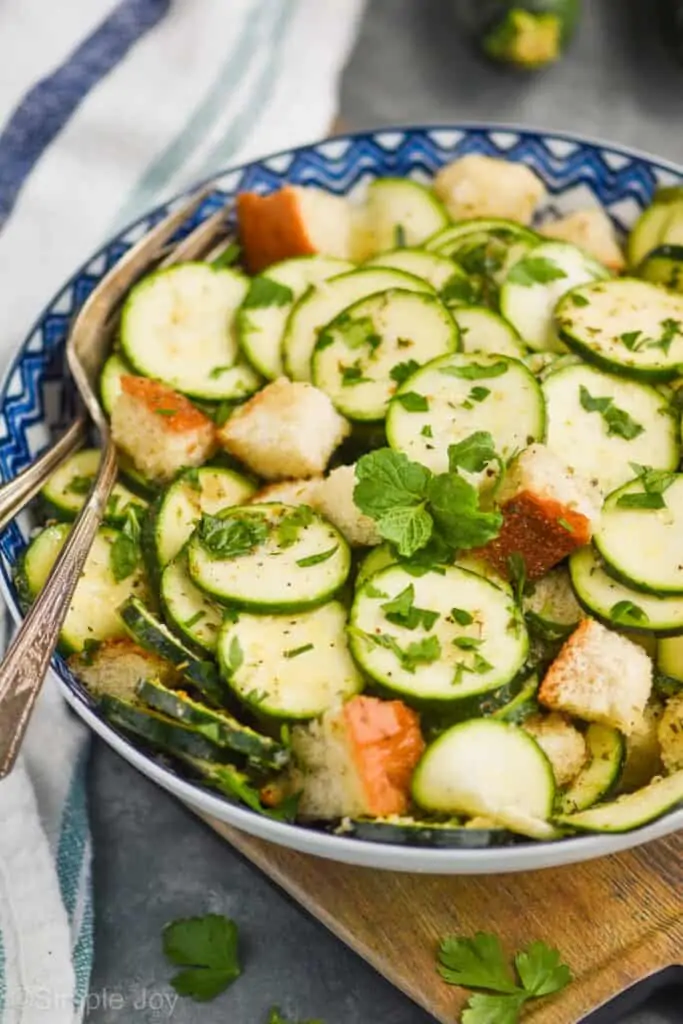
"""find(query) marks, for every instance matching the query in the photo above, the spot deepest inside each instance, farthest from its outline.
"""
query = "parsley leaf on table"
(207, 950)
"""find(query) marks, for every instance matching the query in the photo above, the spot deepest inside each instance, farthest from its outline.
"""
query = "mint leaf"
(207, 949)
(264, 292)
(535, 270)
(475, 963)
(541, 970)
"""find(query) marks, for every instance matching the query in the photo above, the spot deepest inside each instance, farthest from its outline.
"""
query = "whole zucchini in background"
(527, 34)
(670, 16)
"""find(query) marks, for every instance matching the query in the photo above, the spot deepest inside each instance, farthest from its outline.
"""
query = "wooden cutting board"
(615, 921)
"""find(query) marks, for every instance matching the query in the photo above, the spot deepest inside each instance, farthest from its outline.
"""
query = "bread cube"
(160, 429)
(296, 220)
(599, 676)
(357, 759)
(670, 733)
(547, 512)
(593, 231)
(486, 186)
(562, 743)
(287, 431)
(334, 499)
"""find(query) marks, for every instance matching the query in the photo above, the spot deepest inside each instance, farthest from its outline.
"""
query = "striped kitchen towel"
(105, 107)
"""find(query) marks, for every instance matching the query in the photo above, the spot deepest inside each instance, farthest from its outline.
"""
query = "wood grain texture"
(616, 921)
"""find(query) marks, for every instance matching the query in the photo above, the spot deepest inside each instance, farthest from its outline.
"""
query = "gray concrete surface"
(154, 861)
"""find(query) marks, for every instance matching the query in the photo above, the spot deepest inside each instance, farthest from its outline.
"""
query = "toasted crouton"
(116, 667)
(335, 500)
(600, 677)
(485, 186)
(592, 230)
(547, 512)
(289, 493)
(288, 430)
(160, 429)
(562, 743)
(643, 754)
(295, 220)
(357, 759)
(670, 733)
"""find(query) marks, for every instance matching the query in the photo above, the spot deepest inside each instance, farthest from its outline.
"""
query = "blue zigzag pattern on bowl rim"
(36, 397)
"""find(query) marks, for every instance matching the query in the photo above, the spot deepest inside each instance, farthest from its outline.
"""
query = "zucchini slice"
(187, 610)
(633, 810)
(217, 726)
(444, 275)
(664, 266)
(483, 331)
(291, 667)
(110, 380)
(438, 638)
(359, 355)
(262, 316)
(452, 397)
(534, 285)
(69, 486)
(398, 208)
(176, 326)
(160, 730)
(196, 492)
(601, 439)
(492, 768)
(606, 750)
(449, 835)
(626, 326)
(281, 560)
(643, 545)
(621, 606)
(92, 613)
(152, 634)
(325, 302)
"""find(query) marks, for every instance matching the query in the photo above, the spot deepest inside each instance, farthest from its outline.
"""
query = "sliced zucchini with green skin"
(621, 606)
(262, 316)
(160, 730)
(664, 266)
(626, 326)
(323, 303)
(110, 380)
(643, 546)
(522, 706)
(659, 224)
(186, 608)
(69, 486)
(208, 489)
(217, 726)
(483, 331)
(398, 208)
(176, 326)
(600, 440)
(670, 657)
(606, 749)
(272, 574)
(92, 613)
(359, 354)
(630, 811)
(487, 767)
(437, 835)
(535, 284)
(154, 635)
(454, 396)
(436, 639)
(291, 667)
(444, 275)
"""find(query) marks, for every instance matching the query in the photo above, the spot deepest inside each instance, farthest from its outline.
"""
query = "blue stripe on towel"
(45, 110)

- _Work instruction_
Only the text of the records belongs in your answer, copied exactly as it appears above.

- _Answer space_
"""find(query) marks, for every instance matching the query in the photo above, the spot deepest inside each instance, farthest from its outline.
"""
query = "parsley leaf on table"
(207, 950)
"""find(query) marks, for every instance matching the query in the photo above, the spot deepest inside each instance, farthest from its outline.
"""
query = "mint leaf"
(207, 949)
(264, 292)
(535, 270)
(475, 963)
(541, 970)
"""find(query) marks, for every instance matching the query in the photo above, the spot deepest inside each instance, farthest from its outline.
"""
query = "whole zucchini in background"
(527, 34)
(670, 16)
"""find(query) marks, for every instance matching the query in the photo above, the spot deepest inside each instance, farthest from its outline.
"""
query = "wooden cutting board"
(615, 921)
"""find(query) marks, for every instance matching the query in the photo above, the spot deepest inside each instance, farthest from its outline.
"""
query = "bread cube"
(160, 429)
(296, 220)
(599, 676)
(357, 759)
(670, 733)
(547, 512)
(593, 231)
(486, 186)
(562, 743)
(287, 431)
(334, 499)
"""find(query) marks, for every instance matching the query in the photo above, the spot deepest inside each instance, farthest from its outline.
"""
query = "striped kitchen towel"
(105, 107)
"""find(query) marks, for every instance matching the query in the photo above, the spot deepest inside each instance, farthest from its outline.
"""
query = "wood grain texture"
(616, 921)
"""find(query) marks, for every instance matching the query in the photo above, the spot deepest inside each instance, farthest from its outline.
"""
query = "gray concrete surface"
(154, 861)
"""find(query) marks, for every instance matching the query in the photo above, the spot deepest inside each instance, farthest from its outline.
"""
query = "toasted crouton"
(116, 667)
(335, 500)
(600, 677)
(485, 186)
(592, 230)
(547, 512)
(289, 493)
(288, 430)
(160, 429)
(562, 743)
(643, 754)
(295, 220)
(357, 759)
(670, 733)
"""find(query) marks, for every instance matching the query in the photo above, the spot deepest inside each instance, farthest from its outline.
"""
query = "blue zigzag pattern on bowl rim"
(36, 397)
"""find(query) marks, for every instance matching the query in the photo above, the spot deepest inside each instance, farthest from its outline.
"""
query = "zucchini slice"
(187, 610)
(633, 810)
(217, 726)
(444, 275)
(664, 266)
(483, 331)
(291, 667)
(110, 380)
(438, 638)
(359, 355)
(262, 316)
(452, 397)
(534, 285)
(69, 486)
(398, 208)
(176, 326)
(160, 730)
(196, 492)
(601, 439)
(492, 768)
(606, 750)
(449, 835)
(626, 326)
(281, 560)
(643, 545)
(621, 606)
(92, 613)
(152, 634)
(325, 302)
"""find(query) marks, for every instance matching the query in the photo above, the spot deepest inside each instance, farthest from its outline.
"""
query = "sliced zucchini with green skin"
(621, 606)
(262, 316)
(160, 730)
(664, 266)
(626, 326)
(323, 303)
(110, 380)
(643, 546)
(522, 706)
(659, 224)
(186, 608)
(69, 486)
(208, 489)
(217, 726)
(483, 331)
(398, 208)
(176, 326)
(600, 440)
(670, 657)
(606, 749)
(272, 574)
(92, 613)
(359, 354)
(630, 811)
(487, 767)
(437, 835)
(535, 284)
(154, 635)
(454, 396)
(436, 639)
(291, 667)
(444, 275)
"""find(query) marks, for every instance matching the query in the photo above, the spot deepest inside each instance, farthest from its outline.
"""
query = "blue stripe on towel"
(45, 110)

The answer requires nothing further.